* Exercise prompt
Convert the lines below, from the one containing "of the white-framed" through the one containing "x=313, y=754" (both included), into a Markdown table. Use the columns No. for the row number and Line for the line itself, and leave out any blank lines.
---*---
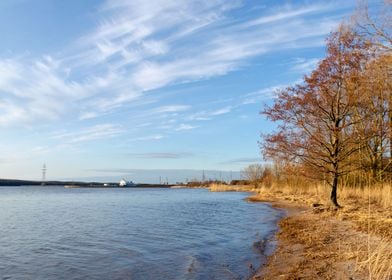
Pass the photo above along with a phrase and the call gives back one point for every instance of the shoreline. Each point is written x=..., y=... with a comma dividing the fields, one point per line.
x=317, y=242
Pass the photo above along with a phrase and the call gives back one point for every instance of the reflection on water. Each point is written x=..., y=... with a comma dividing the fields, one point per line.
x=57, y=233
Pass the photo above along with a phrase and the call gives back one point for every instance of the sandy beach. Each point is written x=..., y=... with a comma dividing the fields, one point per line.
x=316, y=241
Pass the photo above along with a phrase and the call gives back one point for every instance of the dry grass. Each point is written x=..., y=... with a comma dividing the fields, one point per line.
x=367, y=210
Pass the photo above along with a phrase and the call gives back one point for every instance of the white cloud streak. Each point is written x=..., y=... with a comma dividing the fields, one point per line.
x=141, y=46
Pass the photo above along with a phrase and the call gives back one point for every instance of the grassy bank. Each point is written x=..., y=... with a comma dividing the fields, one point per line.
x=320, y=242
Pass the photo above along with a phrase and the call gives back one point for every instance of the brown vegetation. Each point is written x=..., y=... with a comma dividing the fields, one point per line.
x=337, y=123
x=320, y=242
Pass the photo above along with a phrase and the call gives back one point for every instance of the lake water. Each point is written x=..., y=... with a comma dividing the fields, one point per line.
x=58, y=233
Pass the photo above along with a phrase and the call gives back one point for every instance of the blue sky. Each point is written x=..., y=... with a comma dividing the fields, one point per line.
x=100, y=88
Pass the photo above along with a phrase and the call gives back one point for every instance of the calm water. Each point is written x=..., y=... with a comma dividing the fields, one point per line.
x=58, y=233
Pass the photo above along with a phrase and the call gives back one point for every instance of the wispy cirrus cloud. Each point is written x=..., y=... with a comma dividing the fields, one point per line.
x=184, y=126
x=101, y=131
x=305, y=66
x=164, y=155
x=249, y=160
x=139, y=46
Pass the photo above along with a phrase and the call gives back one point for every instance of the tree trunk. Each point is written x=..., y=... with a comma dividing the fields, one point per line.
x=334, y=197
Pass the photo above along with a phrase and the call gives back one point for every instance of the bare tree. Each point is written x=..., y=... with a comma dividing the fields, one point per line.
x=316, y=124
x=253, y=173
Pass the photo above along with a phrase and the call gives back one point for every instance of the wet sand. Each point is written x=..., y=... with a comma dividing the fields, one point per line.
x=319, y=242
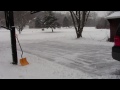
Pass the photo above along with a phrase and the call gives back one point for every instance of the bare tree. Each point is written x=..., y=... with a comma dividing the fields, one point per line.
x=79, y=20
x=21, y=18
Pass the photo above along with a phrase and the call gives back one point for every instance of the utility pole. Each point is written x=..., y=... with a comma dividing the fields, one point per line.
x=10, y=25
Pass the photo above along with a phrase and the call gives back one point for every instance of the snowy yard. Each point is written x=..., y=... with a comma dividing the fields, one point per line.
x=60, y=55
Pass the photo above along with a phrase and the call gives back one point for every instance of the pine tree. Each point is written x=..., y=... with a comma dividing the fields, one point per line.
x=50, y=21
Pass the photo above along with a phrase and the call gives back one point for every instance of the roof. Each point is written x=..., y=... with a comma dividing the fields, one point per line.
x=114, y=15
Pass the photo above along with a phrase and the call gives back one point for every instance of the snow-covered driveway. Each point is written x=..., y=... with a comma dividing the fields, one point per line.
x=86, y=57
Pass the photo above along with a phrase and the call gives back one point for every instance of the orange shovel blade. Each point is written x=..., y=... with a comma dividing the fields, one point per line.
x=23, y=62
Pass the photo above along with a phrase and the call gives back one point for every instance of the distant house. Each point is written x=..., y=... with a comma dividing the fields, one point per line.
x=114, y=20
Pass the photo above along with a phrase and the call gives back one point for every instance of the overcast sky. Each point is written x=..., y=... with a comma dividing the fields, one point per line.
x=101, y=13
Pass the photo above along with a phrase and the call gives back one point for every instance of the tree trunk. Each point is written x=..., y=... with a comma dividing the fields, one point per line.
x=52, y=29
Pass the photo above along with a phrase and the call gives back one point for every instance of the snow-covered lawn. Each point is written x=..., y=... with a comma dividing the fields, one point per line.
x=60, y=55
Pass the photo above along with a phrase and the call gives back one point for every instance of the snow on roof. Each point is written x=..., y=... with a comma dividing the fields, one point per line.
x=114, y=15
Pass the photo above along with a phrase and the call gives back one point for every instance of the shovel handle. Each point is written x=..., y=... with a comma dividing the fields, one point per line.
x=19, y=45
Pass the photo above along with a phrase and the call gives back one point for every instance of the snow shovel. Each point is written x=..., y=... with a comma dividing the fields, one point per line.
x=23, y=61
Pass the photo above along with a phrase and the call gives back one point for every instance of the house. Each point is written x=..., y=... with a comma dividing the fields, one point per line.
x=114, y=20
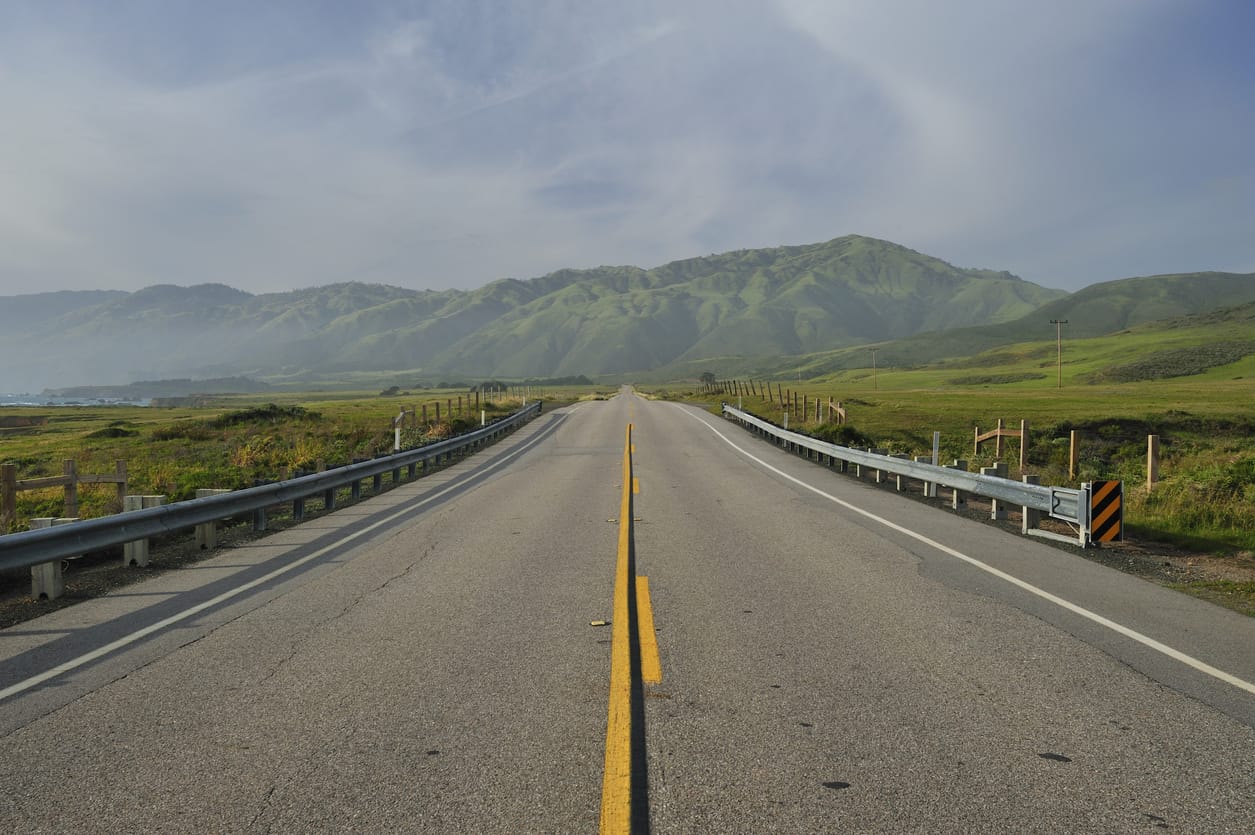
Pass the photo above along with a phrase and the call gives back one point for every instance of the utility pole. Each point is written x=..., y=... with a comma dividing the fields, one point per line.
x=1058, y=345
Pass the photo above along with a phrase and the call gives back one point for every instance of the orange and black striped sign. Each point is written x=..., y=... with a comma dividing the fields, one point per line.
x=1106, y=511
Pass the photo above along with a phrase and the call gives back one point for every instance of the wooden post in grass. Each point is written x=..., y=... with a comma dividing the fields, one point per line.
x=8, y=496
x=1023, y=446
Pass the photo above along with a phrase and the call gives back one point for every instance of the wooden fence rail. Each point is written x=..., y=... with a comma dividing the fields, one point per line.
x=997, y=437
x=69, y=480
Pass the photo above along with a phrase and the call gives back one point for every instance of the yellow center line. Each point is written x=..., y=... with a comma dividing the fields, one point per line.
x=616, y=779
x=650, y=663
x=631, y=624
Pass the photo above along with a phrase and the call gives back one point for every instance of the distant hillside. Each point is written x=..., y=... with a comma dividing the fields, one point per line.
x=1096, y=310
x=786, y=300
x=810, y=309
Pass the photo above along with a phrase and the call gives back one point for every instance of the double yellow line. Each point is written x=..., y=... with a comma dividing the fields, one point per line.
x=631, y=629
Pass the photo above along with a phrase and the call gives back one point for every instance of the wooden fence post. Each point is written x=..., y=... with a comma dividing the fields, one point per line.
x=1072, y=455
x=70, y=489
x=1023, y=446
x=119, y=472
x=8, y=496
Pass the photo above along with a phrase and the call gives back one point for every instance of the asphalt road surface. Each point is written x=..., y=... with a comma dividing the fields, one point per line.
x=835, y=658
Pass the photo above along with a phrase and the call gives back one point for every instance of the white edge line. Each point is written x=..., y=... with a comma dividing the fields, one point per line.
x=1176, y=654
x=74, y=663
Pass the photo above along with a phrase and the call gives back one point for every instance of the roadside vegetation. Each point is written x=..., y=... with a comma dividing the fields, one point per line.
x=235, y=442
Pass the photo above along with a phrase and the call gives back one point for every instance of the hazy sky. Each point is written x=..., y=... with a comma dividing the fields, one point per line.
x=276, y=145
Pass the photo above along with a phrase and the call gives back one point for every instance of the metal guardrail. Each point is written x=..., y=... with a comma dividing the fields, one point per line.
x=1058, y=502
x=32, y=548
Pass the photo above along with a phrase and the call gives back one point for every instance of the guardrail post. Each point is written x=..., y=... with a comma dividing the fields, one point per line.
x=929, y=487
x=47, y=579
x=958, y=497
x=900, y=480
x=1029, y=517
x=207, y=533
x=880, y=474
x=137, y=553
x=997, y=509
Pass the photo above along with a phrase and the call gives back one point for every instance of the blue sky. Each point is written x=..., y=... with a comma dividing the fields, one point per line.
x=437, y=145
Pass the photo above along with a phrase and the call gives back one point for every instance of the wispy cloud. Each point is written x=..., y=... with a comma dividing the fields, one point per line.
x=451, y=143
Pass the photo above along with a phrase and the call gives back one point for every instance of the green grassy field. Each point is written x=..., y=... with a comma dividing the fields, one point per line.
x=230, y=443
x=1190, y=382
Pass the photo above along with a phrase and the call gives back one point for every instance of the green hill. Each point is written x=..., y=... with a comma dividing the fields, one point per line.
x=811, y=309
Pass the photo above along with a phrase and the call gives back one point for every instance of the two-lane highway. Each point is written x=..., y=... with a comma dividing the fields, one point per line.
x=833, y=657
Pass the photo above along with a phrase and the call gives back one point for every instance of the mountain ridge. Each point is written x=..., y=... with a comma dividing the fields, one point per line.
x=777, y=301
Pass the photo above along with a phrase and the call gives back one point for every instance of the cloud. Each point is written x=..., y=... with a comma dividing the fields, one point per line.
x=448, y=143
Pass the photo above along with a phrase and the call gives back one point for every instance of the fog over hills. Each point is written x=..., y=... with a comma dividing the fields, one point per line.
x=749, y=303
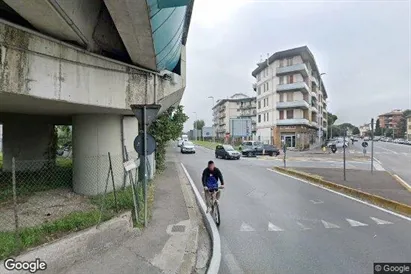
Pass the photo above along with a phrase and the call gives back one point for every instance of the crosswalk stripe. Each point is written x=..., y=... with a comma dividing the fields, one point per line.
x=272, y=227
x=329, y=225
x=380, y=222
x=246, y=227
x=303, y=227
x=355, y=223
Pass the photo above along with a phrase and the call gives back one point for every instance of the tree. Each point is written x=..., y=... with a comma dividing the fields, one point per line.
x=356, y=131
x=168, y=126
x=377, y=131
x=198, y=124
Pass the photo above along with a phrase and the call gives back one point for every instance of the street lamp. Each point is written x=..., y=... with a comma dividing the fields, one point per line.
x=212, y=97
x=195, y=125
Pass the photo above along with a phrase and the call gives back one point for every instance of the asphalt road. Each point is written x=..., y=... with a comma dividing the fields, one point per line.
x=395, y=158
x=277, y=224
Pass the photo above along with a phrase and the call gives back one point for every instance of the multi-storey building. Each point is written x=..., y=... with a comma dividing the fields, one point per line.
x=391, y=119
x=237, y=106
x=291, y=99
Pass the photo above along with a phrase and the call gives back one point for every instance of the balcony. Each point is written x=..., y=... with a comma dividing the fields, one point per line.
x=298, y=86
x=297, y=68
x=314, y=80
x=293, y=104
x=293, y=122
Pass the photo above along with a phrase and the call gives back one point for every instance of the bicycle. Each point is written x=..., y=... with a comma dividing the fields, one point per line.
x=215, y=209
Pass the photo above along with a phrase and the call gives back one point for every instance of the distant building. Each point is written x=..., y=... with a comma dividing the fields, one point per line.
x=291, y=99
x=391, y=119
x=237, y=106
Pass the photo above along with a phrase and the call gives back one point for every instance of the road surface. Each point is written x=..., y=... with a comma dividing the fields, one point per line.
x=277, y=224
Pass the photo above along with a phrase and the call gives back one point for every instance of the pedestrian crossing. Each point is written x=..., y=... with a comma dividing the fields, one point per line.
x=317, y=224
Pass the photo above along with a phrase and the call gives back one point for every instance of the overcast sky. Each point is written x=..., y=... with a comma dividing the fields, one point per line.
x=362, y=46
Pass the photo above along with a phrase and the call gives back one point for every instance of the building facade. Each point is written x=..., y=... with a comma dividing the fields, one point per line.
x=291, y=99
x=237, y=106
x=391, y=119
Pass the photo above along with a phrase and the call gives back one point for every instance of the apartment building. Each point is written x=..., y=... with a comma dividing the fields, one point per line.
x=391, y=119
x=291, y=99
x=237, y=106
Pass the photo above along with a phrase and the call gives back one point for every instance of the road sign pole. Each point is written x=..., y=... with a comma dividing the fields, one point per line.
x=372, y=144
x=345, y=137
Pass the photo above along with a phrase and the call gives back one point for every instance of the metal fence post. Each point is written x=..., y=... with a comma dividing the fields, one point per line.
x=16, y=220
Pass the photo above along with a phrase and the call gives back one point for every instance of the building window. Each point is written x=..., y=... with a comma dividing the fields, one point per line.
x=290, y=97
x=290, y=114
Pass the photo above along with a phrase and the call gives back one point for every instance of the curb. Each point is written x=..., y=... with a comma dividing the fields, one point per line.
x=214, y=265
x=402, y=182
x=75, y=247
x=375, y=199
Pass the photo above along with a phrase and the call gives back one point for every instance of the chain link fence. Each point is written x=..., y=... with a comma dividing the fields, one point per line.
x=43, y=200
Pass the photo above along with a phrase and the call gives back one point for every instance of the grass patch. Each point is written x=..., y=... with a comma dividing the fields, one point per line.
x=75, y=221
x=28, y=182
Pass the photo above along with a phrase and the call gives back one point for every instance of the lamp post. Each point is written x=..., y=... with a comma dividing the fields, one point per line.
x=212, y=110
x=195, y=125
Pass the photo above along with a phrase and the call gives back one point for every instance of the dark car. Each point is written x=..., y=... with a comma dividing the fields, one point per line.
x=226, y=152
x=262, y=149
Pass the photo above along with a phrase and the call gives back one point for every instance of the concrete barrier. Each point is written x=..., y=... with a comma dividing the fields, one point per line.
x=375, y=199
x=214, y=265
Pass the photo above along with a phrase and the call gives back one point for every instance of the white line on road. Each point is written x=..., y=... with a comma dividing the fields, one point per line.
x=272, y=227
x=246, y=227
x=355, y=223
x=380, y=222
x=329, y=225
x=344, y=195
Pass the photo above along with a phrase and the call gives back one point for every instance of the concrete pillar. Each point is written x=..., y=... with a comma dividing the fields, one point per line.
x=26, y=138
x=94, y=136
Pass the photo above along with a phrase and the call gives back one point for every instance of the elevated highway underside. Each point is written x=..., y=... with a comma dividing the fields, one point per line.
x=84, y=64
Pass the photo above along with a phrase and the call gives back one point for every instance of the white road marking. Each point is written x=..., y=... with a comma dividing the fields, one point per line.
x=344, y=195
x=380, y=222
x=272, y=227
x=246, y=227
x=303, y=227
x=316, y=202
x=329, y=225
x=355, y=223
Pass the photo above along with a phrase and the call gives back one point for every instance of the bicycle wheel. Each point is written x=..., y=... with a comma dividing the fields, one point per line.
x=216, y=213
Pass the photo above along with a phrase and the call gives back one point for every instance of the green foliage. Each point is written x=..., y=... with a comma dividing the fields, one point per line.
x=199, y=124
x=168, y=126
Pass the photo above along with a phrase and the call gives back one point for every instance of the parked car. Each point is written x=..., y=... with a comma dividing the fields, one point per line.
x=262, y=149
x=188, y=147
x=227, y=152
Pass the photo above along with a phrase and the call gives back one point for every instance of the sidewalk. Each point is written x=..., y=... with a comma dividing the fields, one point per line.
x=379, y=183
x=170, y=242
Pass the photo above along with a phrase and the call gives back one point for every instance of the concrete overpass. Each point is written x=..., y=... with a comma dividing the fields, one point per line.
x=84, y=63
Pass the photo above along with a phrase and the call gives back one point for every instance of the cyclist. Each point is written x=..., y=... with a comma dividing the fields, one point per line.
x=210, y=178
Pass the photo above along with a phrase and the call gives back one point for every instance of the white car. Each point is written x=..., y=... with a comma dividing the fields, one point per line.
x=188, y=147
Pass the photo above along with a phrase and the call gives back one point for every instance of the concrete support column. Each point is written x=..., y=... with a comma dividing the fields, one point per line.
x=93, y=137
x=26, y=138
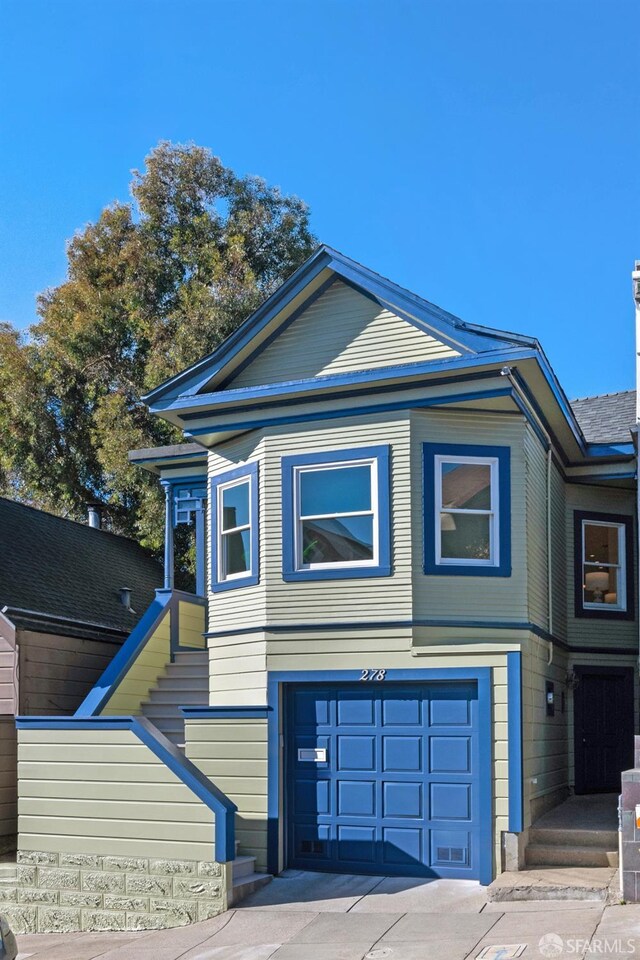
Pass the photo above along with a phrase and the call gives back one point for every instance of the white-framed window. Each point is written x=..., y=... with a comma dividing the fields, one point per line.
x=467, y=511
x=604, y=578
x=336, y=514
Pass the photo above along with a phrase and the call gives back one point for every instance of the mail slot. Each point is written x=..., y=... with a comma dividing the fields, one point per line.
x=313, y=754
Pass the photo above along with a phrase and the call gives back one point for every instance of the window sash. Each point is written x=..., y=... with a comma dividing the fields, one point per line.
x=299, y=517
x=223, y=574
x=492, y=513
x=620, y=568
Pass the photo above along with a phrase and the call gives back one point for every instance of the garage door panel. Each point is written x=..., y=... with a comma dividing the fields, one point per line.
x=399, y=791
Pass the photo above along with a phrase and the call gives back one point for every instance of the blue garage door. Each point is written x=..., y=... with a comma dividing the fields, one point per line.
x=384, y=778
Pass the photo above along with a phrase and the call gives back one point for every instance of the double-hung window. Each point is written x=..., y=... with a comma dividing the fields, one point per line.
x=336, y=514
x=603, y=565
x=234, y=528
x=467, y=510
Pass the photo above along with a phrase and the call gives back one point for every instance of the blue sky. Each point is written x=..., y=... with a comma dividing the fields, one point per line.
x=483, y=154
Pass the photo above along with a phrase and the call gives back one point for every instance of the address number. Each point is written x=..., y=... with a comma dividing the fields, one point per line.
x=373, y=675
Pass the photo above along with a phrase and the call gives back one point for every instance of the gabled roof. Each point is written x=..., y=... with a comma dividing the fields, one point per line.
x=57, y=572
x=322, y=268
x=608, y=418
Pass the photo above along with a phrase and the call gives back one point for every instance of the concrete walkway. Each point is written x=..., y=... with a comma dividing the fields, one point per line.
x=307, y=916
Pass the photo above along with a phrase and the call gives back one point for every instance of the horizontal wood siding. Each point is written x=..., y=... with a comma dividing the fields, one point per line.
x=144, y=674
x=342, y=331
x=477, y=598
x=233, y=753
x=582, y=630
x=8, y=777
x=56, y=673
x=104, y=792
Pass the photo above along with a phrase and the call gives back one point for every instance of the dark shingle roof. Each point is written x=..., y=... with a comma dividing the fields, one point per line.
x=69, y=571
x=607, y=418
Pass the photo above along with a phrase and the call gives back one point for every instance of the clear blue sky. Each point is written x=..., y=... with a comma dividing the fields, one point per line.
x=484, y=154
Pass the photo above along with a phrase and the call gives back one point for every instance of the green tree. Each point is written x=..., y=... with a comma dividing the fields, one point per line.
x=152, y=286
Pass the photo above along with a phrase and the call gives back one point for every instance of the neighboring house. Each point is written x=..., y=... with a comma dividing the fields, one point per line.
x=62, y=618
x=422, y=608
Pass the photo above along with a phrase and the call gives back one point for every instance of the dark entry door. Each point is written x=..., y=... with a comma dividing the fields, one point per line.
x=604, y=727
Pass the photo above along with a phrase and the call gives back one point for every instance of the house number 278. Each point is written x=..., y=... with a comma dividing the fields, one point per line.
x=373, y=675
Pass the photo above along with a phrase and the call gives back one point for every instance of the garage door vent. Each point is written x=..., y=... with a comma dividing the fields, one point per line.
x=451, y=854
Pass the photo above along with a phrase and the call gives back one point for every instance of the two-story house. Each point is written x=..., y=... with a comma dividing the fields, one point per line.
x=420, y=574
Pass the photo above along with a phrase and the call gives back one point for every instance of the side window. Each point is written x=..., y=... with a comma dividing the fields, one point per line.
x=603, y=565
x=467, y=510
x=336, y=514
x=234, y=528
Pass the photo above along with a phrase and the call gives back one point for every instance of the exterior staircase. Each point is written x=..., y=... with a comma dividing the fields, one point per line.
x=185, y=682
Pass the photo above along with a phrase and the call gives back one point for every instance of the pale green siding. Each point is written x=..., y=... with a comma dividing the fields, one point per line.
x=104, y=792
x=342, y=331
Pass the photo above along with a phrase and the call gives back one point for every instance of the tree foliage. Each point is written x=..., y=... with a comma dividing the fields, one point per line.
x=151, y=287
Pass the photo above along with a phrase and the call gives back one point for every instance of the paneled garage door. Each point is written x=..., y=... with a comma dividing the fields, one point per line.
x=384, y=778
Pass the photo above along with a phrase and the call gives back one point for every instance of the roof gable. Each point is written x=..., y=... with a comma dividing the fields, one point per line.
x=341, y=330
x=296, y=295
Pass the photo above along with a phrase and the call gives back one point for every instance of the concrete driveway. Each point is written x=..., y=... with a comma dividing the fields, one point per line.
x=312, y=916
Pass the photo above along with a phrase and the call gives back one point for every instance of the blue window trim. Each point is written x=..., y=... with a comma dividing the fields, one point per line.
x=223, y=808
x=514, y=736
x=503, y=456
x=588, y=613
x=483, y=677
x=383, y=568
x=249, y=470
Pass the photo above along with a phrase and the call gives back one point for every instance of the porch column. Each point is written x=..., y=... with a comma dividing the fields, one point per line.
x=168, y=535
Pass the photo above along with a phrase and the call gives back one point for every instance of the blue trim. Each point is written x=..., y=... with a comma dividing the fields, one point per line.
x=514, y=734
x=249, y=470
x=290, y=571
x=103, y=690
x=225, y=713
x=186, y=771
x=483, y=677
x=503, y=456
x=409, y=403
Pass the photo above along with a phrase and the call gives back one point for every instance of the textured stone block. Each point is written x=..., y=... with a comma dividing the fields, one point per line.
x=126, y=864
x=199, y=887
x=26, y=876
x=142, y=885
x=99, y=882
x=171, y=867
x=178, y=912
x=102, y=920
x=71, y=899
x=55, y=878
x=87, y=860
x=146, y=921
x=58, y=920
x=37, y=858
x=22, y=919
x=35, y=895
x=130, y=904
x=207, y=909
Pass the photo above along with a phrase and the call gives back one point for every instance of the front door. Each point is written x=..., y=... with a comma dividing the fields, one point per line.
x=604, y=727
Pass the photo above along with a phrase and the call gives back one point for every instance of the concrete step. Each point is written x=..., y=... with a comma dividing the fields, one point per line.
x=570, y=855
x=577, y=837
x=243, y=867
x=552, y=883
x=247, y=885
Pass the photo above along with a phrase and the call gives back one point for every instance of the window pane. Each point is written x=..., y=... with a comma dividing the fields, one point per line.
---*---
* Response to this task
| No. | Line |
|---|---|
| 1 | Pass the photo above along with a phrase and the call gives back one point for every instance of the white-framed window. Each point is written x=..., y=... with a comma dividing the fields, one point per line. |
| 2 | x=467, y=511 |
| 3 | x=604, y=578 |
| 4 | x=336, y=514 |
| 5 | Pass the photo above along with a phrase and the call gives back one point for every instance of the mail slot. Each point is written x=..., y=... with a comma dividing the fields, one point per line. |
| 6 | x=313, y=754 |